Can you retype every one of the records below, character for character?

━━━━━━

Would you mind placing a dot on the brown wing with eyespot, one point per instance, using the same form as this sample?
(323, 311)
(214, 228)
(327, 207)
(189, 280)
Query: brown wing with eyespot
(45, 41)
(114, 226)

━━━━━━

_The response:_
Would you mind placing a dot on the brown wing with eyespot, one point per instance, using the same form as this sample?
(323, 311)
(214, 228)
(327, 207)
(189, 280)
Query: brown wing with eyespot
(45, 41)
(114, 226)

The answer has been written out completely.